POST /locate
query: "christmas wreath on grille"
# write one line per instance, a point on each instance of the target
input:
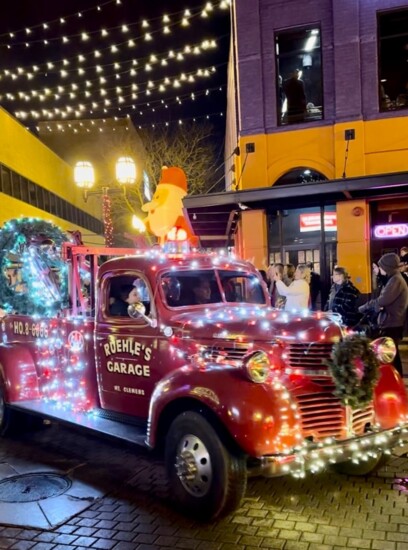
(30, 250)
(355, 370)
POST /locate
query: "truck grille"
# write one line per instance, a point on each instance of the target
(226, 352)
(322, 415)
(307, 357)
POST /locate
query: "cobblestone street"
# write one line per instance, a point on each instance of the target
(325, 511)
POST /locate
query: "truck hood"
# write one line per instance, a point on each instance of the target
(254, 323)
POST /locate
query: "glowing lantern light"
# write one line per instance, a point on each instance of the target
(126, 170)
(84, 175)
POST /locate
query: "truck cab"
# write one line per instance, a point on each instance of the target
(201, 367)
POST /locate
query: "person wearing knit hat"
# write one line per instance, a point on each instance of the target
(165, 210)
(391, 304)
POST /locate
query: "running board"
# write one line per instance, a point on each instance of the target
(92, 420)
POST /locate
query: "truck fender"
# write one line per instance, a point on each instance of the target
(390, 398)
(251, 413)
(18, 374)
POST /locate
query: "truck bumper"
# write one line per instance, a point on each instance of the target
(315, 457)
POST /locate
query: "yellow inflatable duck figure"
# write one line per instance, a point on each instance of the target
(165, 211)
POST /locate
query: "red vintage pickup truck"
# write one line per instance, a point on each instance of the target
(200, 366)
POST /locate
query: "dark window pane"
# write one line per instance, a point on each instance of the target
(299, 74)
(393, 58)
(15, 185)
(24, 189)
(5, 180)
(32, 193)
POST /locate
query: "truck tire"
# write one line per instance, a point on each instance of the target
(206, 480)
(363, 468)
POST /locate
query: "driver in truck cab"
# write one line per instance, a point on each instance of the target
(128, 294)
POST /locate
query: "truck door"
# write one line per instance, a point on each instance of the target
(127, 349)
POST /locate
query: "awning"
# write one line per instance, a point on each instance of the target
(214, 217)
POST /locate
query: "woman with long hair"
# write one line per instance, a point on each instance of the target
(298, 292)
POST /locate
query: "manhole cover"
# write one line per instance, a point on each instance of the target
(33, 487)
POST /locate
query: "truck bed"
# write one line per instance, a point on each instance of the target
(96, 420)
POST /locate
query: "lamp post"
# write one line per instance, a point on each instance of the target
(84, 177)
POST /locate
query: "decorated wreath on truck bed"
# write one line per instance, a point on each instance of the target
(355, 370)
(33, 279)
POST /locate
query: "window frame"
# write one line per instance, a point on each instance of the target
(278, 56)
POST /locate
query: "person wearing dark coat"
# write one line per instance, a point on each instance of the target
(391, 304)
(294, 89)
(343, 297)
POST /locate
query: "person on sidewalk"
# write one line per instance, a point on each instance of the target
(391, 304)
(298, 292)
(343, 297)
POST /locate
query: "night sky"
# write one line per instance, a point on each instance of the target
(105, 67)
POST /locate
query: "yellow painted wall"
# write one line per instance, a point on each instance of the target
(380, 146)
(22, 152)
(253, 236)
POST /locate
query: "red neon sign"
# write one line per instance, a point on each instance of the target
(312, 222)
(391, 231)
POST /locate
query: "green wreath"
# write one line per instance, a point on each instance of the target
(33, 247)
(355, 370)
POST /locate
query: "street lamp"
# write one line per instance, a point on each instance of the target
(84, 177)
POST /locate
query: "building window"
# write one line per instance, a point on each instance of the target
(299, 76)
(393, 58)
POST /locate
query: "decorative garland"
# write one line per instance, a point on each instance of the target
(32, 247)
(355, 369)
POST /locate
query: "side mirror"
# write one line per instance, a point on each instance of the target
(138, 310)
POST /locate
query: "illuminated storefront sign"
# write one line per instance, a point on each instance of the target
(312, 222)
(391, 231)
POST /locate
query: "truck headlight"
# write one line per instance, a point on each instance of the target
(257, 366)
(385, 349)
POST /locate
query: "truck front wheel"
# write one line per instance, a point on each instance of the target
(206, 479)
(362, 468)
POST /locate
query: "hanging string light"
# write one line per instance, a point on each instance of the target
(18, 38)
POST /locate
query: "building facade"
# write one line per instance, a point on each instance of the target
(35, 182)
(320, 95)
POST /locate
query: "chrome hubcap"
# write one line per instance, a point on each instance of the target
(193, 465)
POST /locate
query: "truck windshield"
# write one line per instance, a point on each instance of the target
(185, 288)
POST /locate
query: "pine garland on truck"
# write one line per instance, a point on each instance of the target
(355, 370)
(32, 273)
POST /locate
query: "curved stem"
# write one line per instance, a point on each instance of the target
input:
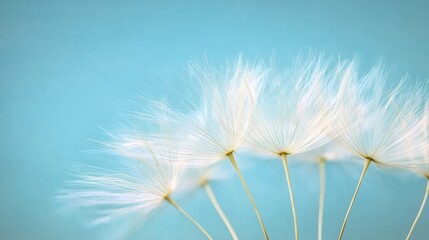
(234, 163)
(219, 210)
(292, 202)
(420, 211)
(172, 202)
(365, 167)
(321, 197)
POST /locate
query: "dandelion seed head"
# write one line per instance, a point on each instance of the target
(292, 113)
(375, 122)
(139, 184)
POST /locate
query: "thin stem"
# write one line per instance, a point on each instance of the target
(321, 197)
(219, 210)
(234, 163)
(365, 167)
(292, 202)
(420, 211)
(172, 202)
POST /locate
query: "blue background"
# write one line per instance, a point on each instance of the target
(68, 67)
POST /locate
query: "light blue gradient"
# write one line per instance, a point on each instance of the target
(68, 67)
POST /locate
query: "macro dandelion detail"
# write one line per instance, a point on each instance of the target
(143, 183)
(292, 116)
(374, 123)
(315, 109)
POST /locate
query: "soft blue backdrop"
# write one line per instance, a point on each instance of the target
(67, 67)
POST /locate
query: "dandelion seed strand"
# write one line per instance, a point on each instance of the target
(365, 167)
(219, 210)
(172, 202)
(292, 202)
(234, 163)
(321, 196)
(420, 211)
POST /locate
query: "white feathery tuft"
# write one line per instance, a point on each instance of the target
(293, 112)
(374, 122)
(146, 176)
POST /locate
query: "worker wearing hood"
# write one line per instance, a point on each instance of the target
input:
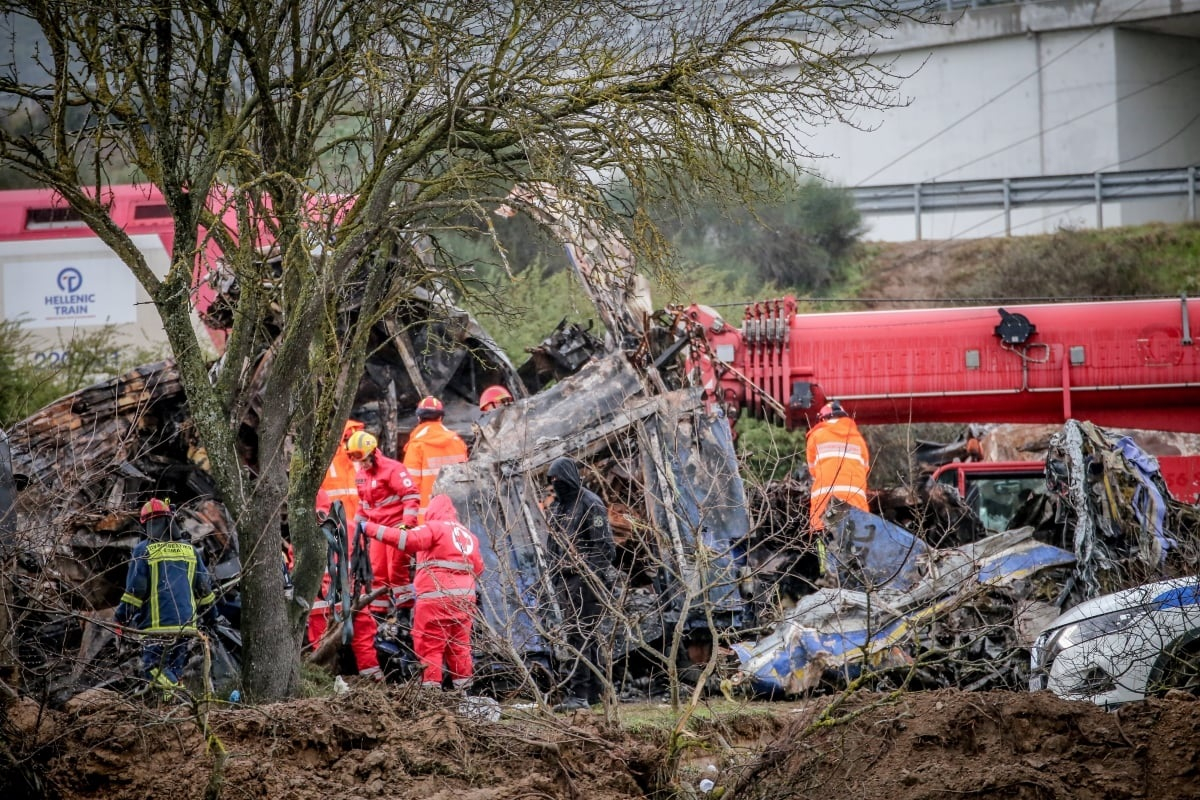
(447, 564)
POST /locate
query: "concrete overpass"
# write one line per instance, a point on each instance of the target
(1031, 88)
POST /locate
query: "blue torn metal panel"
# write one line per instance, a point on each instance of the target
(693, 495)
(888, 590)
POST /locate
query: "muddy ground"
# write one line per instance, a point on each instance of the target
(399, 743)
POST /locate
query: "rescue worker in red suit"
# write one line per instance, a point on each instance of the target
(431, 446)
(340, 485)
(838, 462)
(388, 495)
(363, 638)
(448, 561)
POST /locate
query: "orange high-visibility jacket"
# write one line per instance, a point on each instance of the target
(838, 463)
(430, 447)
(339, 481)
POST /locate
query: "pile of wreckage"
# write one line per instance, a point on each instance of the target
(697, 581)
(921, 595)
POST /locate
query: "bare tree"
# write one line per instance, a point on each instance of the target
(345, 133)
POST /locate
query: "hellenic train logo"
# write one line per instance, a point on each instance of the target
(70, 280)
(72, 304)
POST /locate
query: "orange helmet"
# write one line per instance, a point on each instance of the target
(430, 408)
(155, 507)
(829, 410)
(351, 428)
(495, 397)
(360, 445)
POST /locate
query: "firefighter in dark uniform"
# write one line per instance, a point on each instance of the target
(582, 553)
(165, 588)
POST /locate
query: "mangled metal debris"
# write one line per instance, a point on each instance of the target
(669, 471)
(903, 612)
(93, 457)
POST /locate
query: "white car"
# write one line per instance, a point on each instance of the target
(1123, 647)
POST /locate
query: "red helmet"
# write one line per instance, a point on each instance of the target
(495, 397)
(829, 410)
(155, 507)
(430, 408)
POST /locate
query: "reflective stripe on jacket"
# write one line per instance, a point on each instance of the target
(839, 463)
(166, 584)
(340, 476)
(430, 447)
(387, 493)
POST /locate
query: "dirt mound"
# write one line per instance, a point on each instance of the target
(952, 744)
(371, 743)
(402, 743)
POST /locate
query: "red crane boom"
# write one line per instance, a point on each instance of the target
(1120, 364)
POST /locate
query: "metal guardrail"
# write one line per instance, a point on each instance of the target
(1011, 193)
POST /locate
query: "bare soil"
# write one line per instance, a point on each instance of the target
(397, 743)
(952, 744)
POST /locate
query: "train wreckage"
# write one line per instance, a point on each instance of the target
(709, 575)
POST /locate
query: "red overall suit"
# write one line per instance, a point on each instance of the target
(363, 639)
(431, 446)
(839, 463)
(388, 495)
(448, 561)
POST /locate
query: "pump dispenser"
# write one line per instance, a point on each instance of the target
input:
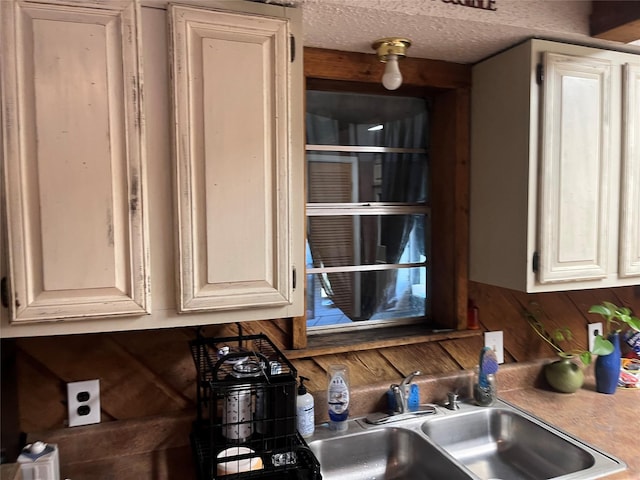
(305, 410)
(338, 397)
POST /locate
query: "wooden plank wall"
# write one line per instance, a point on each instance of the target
(152, 373)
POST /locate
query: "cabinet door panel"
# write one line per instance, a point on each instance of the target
(74, 173)
(574, 224)
(231, 106)
(630, 200)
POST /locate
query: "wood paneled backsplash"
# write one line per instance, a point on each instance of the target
(151, 372)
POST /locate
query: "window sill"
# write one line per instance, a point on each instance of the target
(371, 339)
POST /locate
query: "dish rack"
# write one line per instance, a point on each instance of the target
(246, 397)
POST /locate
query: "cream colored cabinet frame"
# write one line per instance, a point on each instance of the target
(630, 191)
(574, 178)
(73, 170)
(237, 189)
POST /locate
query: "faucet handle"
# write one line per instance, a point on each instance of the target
(452, 401)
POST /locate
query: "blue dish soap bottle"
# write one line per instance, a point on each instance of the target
(338, 397)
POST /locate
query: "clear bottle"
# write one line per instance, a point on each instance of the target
(305, 410)
(338, 397)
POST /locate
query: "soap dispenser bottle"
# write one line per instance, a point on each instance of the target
(305, 410)
(338, 397)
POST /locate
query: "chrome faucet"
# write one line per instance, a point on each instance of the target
(401, 395)
(452, 401)
(401, 392)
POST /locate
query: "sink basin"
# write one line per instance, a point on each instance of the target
(500, 442)
(386, 453)
(506, 443)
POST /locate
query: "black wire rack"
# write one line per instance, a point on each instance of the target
(246, 412)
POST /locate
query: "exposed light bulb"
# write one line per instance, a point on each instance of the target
(392, 78)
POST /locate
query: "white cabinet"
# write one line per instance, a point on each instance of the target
(553, 127)
(91, 167)
(237, 147)
(73, 161)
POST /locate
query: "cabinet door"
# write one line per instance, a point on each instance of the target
(630, 200)
(73, 170)
(231, 75)
(574, 225)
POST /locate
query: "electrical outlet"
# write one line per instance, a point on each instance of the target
(493, 340)
(594, 329)
(83, 402)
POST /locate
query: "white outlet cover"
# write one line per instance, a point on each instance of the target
(494, 340)
(83, 411)
(594, 329)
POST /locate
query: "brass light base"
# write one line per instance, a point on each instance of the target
(391, 46)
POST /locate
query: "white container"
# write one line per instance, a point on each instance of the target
(238, 466)
(305, 410)
(39, 461)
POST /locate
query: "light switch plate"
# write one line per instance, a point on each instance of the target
(493, 340)
(83, 402)
(594, 329)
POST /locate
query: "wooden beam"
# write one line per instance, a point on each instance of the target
(361, 67)
(617, 20)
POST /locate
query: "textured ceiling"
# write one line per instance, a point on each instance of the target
(443, 30)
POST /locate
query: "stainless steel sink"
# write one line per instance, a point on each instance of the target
(385, 453)
(503, 443)
(500, 442)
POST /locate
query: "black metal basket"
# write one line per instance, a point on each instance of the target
(246, 397)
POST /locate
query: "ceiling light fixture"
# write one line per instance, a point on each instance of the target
(389, 51)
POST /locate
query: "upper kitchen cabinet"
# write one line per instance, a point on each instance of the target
(73, 169)
(555, 168)
(237, 87)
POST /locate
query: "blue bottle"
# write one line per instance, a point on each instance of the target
(338, 397)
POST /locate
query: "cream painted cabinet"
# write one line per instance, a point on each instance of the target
(73, 168)
(237, 95)
(630, 203)
(91, 164)
(553, 128)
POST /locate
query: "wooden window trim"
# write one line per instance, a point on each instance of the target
(449, 85)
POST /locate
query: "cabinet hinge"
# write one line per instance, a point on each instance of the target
(4, 292)
(293, 47)
(539, 73)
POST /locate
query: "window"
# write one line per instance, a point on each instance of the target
(368, 210)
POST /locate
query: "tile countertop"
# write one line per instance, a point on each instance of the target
(608, 422)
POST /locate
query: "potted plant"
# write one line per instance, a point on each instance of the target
(607, 368)
(564, 375)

Problem description
Note every line of the entries in which "cream" appears, and copy it down.

Task solution
query: "cream colored cabinet frame"
query: "cream painted cabinet"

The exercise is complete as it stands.